(Rows from a dataset)
----------------------------------------
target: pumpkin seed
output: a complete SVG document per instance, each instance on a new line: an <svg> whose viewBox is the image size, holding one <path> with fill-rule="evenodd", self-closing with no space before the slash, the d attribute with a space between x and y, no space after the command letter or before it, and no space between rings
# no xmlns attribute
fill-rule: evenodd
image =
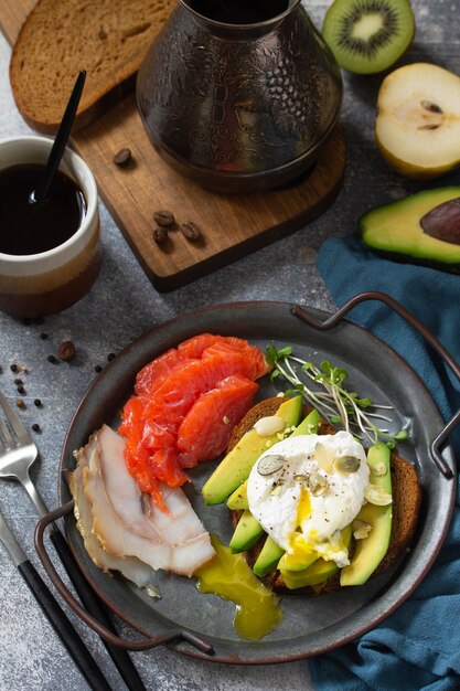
----------------------------------------
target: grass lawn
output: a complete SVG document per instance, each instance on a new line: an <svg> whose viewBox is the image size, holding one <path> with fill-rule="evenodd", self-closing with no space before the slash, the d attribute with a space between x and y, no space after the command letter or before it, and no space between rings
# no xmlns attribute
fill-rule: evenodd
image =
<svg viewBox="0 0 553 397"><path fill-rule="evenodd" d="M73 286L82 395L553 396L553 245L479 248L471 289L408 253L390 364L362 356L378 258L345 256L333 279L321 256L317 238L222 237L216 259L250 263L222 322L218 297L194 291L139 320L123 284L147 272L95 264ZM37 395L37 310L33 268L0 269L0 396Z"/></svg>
----------------------------------------
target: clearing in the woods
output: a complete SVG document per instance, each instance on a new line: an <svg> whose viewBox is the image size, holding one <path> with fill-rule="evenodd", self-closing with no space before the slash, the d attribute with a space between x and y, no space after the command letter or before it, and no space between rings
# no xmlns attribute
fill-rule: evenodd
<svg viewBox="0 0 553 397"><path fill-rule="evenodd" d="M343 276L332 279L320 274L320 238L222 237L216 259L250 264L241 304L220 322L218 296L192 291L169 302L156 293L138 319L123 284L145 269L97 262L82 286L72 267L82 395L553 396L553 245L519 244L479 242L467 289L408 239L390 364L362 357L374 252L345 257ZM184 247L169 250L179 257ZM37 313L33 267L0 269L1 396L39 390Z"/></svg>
----------------------------------------
● **Stated goal**
Rewrite the lines between the one containing "target: grass lawn" and the one containing "286L82 395L553 396L553", inclusive, with every "instance" changed to "object" and nothing else altered.

● **Exercise output**
target: grass lawn
output: a complete SVG document per object, each object on a new line: an <svg> whose viewBox is the image size, holding one <path> with fill-rule="evenodd", self-closing with no space before the slash, the d attribute with a space between x and y, no space after the command letter or before it, and no space between rings
# no xmlns attribute
fill-rule: evenodd
image =
<svg viewBox="0 0 553 397"><path fill-rule="evenodd" d="M73 286L82 395L553 396L553 245L479 248L471 289L408 253L390 364L362 356L378 258L345 256L333 279L321 256L317 238L222 237L216 259L250 263L222 322L218 297L194 291L139 320L123 284L147 272L95 264ZM37 395L37 310L33 268L0 269L0 396Z"/></svg>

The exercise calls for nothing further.